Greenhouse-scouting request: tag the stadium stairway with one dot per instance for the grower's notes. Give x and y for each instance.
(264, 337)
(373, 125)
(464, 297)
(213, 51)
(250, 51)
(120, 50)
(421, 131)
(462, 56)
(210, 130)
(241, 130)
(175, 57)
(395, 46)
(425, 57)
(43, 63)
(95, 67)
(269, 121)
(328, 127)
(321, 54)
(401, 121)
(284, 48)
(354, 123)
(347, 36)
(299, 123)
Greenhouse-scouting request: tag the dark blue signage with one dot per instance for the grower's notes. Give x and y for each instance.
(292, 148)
----------------
| Exercise aim |
Retype the records above exactly as they appear.

| Solved problem |
Greenhouse-scouting request: tag the stadium stairway with one dot per instance for the grower's notes. Give x and y for each instance.
(264, 337)
(373, 125)
(464, 297)
(213, 51)
(250, 51)
(120, 50)
(421, 131)
(462, 56)
(210, 130)
(241, 130)
(175, 57)
(395, 46)
(425, 57)
(43, 63)
(95, 67)
(269, 121)
(328, 127)
(321, 54)
(401, 121)
(284, 48)
(354, 123)
(347, 36)
(299, 123)
Greenhouse-scouting request: tag the dark blue signage with one dot per instance for the grower's notes. Give x and y for each instance.
(292, 148)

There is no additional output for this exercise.